_Set task_
Find the line containing "Q: Using the form shown in this sample, indicate the woman's" in the listing below; reproduce it and every line after, exactly. Skip pictures.

### Material to process

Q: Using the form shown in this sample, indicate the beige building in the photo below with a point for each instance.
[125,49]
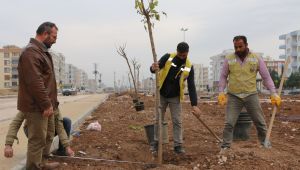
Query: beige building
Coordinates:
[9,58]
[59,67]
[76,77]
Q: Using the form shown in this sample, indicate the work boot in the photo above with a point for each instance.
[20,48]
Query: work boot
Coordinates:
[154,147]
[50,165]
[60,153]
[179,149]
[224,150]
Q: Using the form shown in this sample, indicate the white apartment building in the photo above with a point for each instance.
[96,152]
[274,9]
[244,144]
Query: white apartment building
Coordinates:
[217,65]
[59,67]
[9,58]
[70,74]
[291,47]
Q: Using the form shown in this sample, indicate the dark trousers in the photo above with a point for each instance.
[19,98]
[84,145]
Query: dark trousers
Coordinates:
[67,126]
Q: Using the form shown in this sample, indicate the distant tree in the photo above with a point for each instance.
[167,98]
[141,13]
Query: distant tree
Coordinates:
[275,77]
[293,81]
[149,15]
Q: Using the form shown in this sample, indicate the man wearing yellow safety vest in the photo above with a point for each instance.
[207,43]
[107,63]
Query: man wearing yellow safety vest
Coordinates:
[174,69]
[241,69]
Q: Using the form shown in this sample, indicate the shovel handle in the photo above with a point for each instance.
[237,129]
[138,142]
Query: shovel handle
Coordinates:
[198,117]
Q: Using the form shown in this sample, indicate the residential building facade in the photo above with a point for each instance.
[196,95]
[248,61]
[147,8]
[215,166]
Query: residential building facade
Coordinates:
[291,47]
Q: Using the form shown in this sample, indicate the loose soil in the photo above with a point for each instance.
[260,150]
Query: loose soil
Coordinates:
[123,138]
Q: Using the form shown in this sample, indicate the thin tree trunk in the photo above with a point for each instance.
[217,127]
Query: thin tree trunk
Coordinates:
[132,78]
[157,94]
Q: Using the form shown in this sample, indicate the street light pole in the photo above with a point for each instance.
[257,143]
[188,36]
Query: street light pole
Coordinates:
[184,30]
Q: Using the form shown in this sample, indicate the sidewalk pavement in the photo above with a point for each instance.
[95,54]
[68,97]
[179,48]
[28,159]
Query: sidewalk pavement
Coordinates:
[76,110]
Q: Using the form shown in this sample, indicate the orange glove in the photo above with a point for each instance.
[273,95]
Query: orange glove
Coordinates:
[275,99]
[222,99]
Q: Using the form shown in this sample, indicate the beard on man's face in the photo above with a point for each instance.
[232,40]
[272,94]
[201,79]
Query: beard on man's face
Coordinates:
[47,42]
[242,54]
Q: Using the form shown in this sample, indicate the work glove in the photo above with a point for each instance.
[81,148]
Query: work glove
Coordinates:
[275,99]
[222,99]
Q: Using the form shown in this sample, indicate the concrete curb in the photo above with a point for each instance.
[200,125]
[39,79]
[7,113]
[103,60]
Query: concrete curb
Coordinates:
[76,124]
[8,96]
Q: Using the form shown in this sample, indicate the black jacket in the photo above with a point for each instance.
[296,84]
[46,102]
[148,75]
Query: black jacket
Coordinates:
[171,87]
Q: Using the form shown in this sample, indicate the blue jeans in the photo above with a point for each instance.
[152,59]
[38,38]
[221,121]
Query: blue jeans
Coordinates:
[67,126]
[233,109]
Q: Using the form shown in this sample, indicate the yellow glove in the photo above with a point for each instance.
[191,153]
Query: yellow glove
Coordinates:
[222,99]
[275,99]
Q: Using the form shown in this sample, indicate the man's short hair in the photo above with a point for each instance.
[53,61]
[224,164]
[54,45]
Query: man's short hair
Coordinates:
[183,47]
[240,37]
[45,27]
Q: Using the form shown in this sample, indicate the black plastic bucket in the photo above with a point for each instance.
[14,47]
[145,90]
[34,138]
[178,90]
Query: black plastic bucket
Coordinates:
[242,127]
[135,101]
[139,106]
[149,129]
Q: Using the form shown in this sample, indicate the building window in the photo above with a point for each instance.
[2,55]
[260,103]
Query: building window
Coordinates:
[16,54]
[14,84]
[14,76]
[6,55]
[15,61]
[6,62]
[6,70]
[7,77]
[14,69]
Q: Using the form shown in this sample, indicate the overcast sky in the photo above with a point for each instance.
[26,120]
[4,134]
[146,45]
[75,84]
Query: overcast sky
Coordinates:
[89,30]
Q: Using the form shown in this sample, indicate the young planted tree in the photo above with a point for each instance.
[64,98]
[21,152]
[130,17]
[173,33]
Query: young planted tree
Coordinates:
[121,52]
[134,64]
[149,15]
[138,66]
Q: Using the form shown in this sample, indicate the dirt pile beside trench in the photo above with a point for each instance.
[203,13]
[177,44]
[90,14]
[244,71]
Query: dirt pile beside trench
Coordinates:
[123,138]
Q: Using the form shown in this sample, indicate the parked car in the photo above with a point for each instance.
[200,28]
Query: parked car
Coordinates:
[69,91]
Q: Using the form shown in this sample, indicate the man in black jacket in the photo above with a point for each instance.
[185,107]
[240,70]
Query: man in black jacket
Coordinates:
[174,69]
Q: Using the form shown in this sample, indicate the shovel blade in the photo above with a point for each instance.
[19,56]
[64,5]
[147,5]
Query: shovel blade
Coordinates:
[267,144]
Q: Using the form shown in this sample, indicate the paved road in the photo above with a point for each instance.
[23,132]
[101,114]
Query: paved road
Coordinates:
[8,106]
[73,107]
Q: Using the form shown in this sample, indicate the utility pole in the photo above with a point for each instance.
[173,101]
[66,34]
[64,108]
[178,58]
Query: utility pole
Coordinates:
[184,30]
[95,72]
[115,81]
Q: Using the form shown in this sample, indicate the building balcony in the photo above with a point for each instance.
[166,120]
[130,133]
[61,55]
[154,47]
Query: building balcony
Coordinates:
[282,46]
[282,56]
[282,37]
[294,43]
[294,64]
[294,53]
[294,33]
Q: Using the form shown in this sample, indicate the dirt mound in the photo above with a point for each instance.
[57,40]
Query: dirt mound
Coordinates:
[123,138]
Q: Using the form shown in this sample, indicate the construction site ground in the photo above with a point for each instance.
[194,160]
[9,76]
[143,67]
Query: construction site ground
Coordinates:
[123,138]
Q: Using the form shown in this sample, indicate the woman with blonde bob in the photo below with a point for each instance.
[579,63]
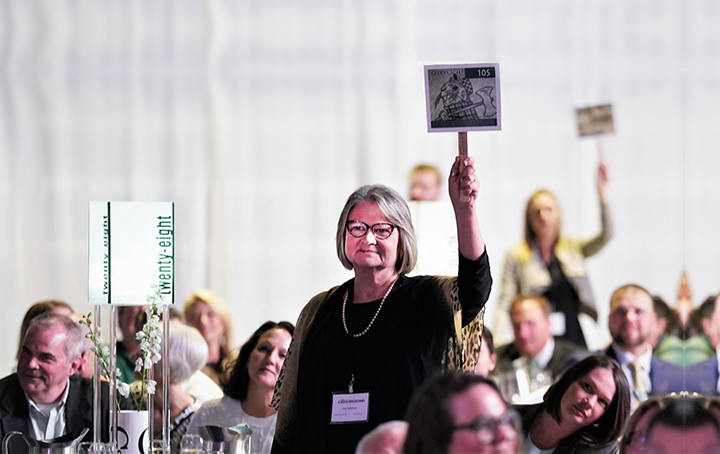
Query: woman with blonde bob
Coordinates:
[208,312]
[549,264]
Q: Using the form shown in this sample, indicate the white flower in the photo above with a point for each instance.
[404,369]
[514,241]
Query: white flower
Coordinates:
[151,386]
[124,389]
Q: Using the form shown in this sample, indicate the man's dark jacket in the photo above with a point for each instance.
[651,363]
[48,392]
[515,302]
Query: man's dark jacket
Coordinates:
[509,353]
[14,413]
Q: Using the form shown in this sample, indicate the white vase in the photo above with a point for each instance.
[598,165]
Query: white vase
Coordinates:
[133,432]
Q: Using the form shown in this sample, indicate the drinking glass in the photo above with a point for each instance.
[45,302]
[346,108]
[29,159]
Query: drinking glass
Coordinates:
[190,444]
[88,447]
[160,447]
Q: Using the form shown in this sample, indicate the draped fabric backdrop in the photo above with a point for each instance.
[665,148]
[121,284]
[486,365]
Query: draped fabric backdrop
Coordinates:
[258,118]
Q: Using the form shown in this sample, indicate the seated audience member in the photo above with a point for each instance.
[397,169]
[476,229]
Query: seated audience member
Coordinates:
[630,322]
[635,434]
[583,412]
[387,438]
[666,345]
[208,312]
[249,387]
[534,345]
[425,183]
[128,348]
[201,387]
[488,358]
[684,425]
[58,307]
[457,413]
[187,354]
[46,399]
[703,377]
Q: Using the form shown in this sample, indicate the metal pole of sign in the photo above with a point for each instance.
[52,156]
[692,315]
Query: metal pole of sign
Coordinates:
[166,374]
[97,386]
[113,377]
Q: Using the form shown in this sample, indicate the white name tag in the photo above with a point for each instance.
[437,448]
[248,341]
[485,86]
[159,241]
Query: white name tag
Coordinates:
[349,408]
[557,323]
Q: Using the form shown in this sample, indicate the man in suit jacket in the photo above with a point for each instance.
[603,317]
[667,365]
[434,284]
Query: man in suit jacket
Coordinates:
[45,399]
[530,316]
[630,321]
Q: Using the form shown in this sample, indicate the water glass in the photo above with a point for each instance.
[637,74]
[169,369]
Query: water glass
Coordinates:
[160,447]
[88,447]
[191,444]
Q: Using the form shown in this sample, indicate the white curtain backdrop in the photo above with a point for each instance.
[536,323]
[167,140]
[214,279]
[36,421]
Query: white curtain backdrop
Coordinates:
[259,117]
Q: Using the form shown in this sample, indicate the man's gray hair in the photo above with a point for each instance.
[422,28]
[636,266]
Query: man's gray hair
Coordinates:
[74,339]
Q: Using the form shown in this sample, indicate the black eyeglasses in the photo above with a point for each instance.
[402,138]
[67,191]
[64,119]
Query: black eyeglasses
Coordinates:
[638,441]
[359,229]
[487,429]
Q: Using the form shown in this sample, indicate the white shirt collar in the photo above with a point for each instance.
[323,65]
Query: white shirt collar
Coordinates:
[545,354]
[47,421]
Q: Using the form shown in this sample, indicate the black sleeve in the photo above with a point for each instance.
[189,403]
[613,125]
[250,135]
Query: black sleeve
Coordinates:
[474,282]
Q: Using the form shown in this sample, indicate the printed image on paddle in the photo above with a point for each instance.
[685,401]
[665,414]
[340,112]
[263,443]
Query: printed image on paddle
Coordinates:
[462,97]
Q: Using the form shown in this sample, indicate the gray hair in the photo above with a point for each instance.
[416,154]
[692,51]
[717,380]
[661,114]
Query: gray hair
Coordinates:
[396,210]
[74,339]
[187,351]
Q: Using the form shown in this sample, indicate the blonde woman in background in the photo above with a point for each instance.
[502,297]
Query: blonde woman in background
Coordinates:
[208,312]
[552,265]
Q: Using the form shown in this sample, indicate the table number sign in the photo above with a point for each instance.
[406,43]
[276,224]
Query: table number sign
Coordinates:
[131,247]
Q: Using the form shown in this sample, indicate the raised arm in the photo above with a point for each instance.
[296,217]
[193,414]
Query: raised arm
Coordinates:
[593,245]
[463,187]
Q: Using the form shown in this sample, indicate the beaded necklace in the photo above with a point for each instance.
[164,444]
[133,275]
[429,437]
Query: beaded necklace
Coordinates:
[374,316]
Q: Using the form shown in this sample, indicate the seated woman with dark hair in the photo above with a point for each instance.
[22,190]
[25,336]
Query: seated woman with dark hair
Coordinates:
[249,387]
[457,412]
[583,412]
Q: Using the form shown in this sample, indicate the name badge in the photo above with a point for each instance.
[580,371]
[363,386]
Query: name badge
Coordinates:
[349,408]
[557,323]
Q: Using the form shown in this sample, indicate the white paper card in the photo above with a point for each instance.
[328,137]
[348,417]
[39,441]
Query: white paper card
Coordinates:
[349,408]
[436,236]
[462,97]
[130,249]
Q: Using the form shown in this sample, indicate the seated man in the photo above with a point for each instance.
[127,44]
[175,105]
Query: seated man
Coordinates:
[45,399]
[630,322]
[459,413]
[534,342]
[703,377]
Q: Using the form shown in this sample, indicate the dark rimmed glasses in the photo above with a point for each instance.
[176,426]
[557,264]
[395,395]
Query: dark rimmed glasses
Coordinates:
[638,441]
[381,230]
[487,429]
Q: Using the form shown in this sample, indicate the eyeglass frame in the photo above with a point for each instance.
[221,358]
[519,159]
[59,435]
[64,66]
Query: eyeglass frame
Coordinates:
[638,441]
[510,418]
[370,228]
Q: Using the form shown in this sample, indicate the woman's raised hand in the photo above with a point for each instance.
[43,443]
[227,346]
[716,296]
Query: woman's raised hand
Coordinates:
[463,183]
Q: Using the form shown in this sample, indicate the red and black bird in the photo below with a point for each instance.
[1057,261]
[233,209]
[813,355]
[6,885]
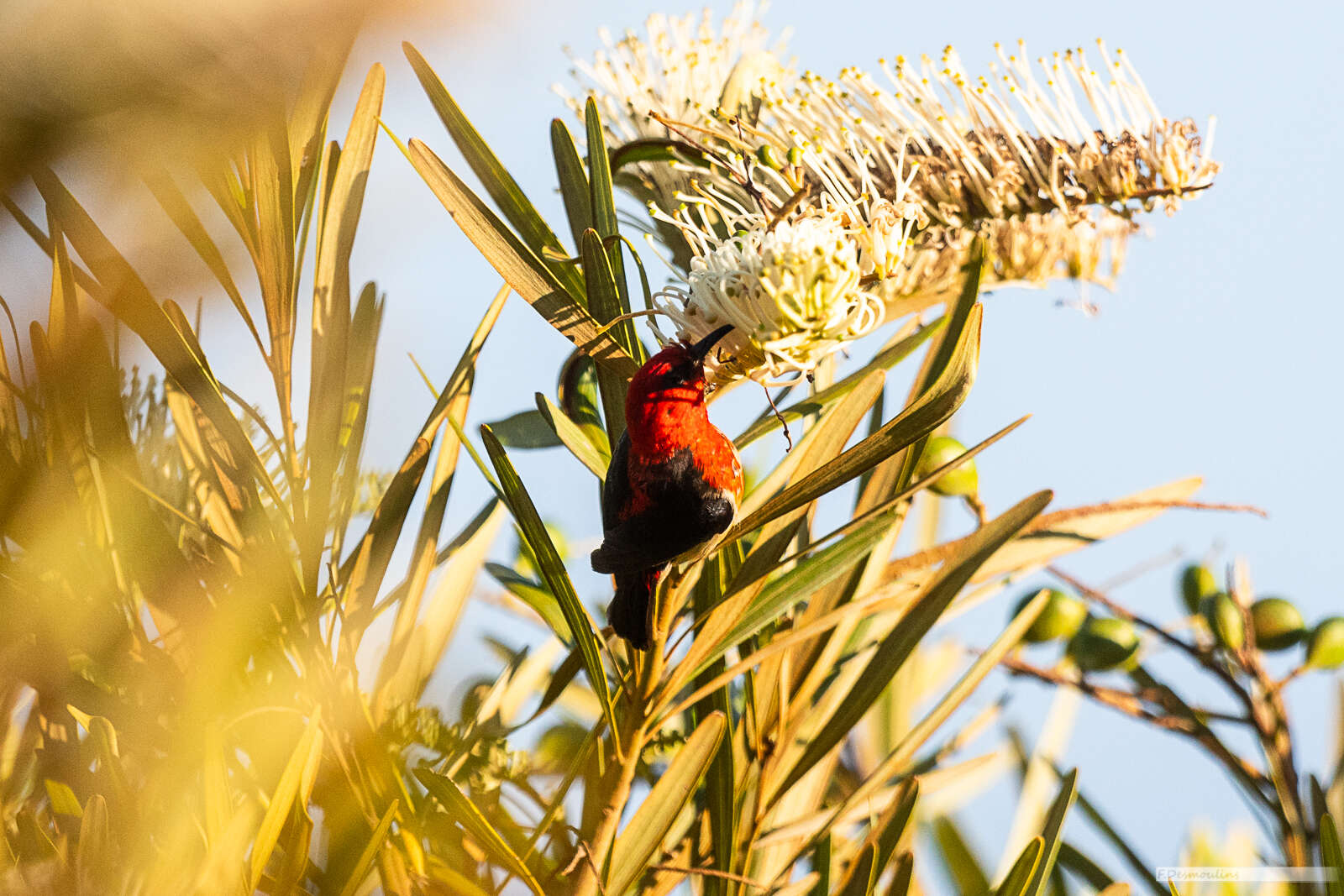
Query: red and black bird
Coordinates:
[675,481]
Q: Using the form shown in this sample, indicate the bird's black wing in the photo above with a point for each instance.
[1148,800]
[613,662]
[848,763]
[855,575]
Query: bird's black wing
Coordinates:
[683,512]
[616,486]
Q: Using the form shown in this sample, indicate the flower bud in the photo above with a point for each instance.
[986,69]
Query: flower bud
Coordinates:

######

_Answer for the task_
Q: Using the form shown in this sample, indicate the woman's raised hand in the photo above with a point for each instance.
[43,443]
[227,346]
[716,296]
Query: woman's raised hand
Coordinates:
[463,183]
Q: Using the form shown in this sample, indicate the red and black bird in the photo below with a point for each instance.
[1057,261]
[233,209]
[813,355]
[6,885]
Query: red and black bird
Coordinates:
[675,481]
Q: Using the form shown in this sample, indicate the bird's black wing in the photo above with a point for each instance.
[1148,800]
[613,662]
[848,763]
[855,575]
Query: bird's black wing
Coordinates:
[683,512]
[616,486]
Q: Using the form shown in this sample, indicate the flower bud in the photo above with a point for each instance.
[986,69]
Query: flower bud
Coordinates:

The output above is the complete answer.